## Goal of the exercise:
Reproduce the rows below with every "quickstart" changed to "walkthrough" and nothing else altered. Leave the picture lines out of your answer.

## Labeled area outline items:

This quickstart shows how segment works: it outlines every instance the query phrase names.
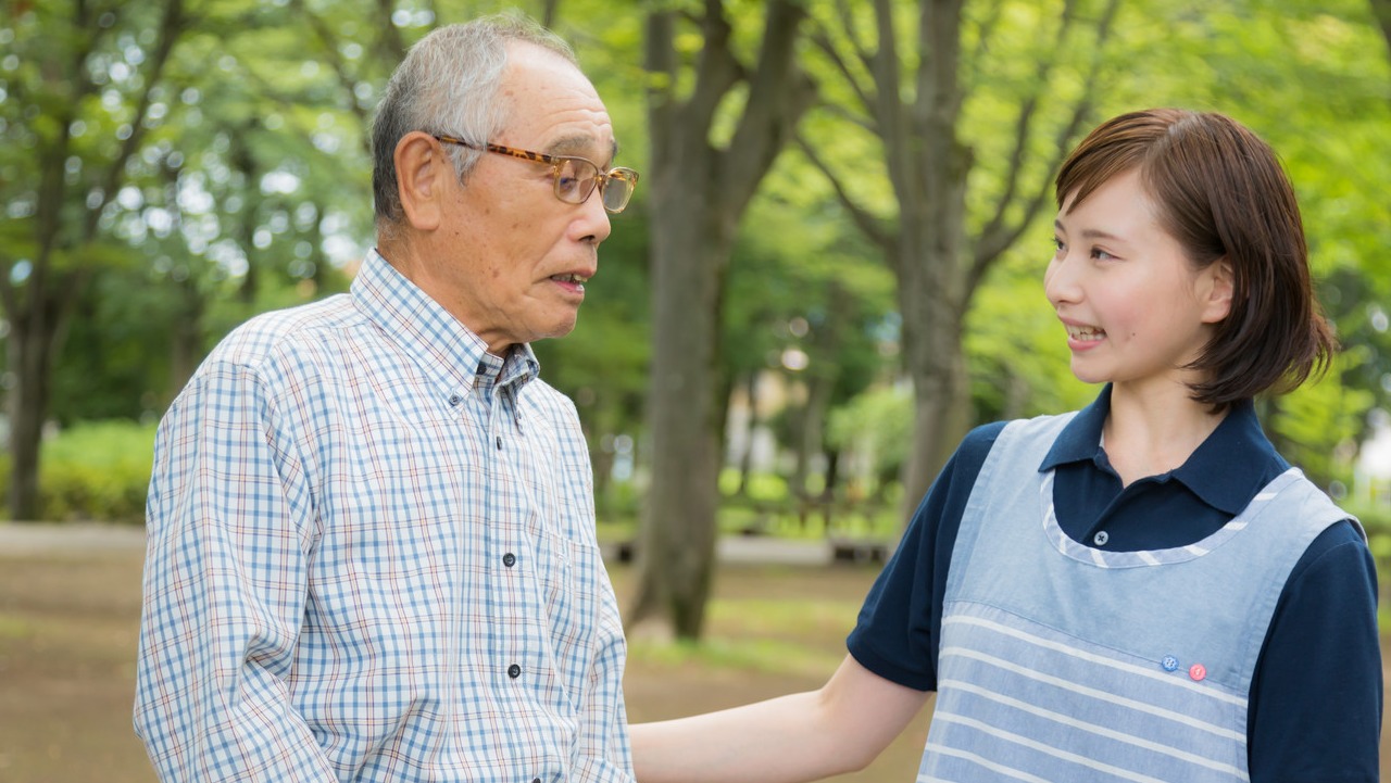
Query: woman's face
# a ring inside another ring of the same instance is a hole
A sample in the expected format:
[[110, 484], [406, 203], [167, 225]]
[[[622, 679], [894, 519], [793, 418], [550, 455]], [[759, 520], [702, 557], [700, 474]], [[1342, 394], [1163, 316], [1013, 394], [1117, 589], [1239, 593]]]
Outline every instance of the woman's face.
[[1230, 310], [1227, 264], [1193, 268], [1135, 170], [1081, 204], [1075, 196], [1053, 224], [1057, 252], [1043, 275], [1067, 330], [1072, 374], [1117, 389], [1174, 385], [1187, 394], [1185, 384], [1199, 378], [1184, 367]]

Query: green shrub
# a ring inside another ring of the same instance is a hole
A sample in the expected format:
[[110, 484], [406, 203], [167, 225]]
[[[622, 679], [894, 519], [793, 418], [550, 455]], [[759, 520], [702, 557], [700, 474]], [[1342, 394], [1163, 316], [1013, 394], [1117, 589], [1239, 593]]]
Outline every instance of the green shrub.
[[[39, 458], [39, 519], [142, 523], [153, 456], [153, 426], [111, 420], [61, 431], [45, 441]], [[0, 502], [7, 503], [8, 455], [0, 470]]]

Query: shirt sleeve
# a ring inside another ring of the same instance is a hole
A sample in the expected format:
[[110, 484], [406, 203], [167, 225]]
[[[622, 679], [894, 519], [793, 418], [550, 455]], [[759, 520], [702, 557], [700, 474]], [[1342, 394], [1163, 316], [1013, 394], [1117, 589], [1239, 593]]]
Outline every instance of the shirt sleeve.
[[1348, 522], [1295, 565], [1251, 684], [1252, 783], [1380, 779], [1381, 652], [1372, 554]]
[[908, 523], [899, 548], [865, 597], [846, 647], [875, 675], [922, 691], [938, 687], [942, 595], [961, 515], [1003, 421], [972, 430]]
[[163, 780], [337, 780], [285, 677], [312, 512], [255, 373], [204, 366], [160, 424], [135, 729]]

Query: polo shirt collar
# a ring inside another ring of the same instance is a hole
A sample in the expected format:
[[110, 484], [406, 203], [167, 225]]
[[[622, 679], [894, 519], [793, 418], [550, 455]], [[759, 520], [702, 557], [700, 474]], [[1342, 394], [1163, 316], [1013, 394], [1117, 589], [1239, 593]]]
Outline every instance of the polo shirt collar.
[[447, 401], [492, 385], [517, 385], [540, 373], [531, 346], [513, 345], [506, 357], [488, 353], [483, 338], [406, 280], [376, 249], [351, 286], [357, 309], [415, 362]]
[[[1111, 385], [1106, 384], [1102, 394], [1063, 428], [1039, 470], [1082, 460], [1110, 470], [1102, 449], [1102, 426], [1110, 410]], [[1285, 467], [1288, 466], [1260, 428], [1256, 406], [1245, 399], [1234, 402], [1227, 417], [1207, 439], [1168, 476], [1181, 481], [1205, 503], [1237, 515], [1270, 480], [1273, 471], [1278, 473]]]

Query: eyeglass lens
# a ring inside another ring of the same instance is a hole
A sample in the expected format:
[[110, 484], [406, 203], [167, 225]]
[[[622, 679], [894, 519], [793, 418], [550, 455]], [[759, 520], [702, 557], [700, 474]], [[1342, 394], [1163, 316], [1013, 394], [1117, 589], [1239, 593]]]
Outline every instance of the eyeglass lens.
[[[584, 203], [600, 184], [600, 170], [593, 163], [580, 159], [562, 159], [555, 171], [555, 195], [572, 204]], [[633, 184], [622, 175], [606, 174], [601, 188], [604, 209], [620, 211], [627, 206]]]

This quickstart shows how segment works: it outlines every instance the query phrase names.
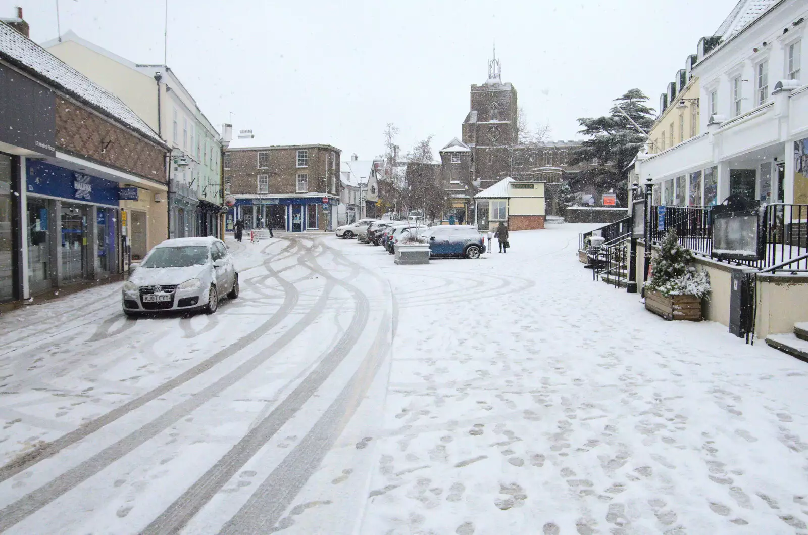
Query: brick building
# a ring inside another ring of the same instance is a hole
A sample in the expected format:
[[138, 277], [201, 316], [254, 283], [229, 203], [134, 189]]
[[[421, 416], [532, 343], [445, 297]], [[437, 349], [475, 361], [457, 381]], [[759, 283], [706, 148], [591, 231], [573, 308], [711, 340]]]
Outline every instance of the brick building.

## Response:
This walkthrough shows how segment works: it outlines every instance the query phrase names.
Query: woman's face
# a ring inside another ring of the same instance is a hole
A sample in the expected format:
[[110, 484], [406, 203], [167, 225]]
[[[622, 679], [894, 519], [793, 418], [550, 455]], [[759, 520], [702, 557], [700, 474]], [[1342, 394], [1163, 316], [1013, 394], [1117, 589], [1239, 593]]]
Outline every instance of the woman's face.
[[1230, 310], [1227, 264], [1193, 268], [1135, 170], [1081, 204], [1075, 196], [1053, 224], [1057, 252], [1043, 275], [1067, 330], [1072, 374], [1117, 389], [1174, 385], [1187, 394], [1185, 384], [1199, 378], [1184, 367]]

Query: green shrub
# a ring inside another ring of the same instance is a hole
A sample in the expected format:
[[110, 484], [406, 203], [167, 225]]
[[[622, 679], [894, 519], [793, 418], [550, 455]], [[759, 520], [702, 557], [700, 474]], [[1342, 394], [1163, 316], [1013, 394], [1117, 589], [1239, 593]]]
Outline every instance of the green shrub.
[[[39, 458], [39, 519], [142, 523], [153, 456], [153, 426], [111, 420], [61, 431], [45, 441]], [[0, 502], [7, 503], [8, 455], [0, 470]]]

Query: shirt sleeve
# a ring inside another ring of the same instance is a hole
A sample in the expected format:
[[110, 484], [406, 203], [167, 225]]
[[[622, 679], [894, 519], [793, 418], [550, 455]], [[759, 520], [702, 557], [700, 474]], [[1342, 394], [1163, 316], [1013, 394], [1117, 589], [1239, 593]]]
Outline every instance of the shirt sleeve.
[[1348, 522], [1295, 565], [1251, 684], [1252, 783], [1380, 779], [1381, 652], [1372, 554]]
[[908, 523], [899, 548], [865, 597], [846, 647], [875, 675], [922, 691], [938, 687], [942, 595], [961, 515], [1003, 421], [972, 430]]
[[163, 780], [337, 780], [285, 677], [312, 512], [255, 373], [204, 366], [160, 424], [135, 729]]

Query: polo shirt collar
# a ring inside another ring of the same instance is a hole
A sample in the expected format:
[[110, 484], [406, 203], [167, 225]]
[[[622, 679], [894, 519], [793, 418], [550, 455]], [[759, 520], [702, 557], [700, 474]], [[1342, 394], [1163, 316], [1013, 394], [1117, 589], [1239, 593]]]
Outline every instance of the polo shirt collar.
[[447, 401], [492, 385], [517, 385], [540, 373], [531, 346], [513, 345], [506, 357], [488, 353], [483, 338], [406, 280], [376, 249], [351, 286], [357, 309], [415, 362]]
[[[1111, 385], [1106, 384], [1102, 394], [1063, 428], [1039, 470], [1082, 460], [1110, 470], [1102, 449], [1102, 426], [1110, 410]], [[1285, 467], [1288, 466], [1260, 428], [1256, 406], [1245, 399], [1234, 402], [1227, 417], [1207, 439], [1168, 476], [1181, 481], [1205, 503], [1237, 515], [1270, 480], [1273, 471], [1278, 473]]]

Query: eyeglass lens
# a ring inside another ring of the same instance is a hole
A sample in the expected format:
[[110, 484], [406, 203], [167, 225]]
[[[622, 679], [894, 519], [793, 418], [550, 455]], [[759, 520], [702, 557], [700, 474]], [[1342, 394], [1163, 316], [1013, 394], [1117, 589], [1239, 593]]]
Outline every instance of the eyeglass lens.
[[[584, 203], [600, 184], [600, 170], [593, 163], [580, 159], [562, 159], [555, 171], [555, 195], [572, 204]], [[633, 184], [622, 175], [606, 174], [601, 188], [604, 209], [620, 211], [627, 206]]]

This walkthrough shows how segment works: it outlines every instance the query phrase names.
Query: brick building
# a ring inside another ring of the same instance is a hole
A sample in the expected format:
[[138, 277], [201, 316], [254, 283], [229, 203], [134, 189]]
[[[421, 416], [532, 343], [445, 297]], [[437, 349], [475, 361], [457, 381]], [[759, 283], [706, 148], [591, 231], [573, 308], [711, 340]]]
Outline every instance of the brick building.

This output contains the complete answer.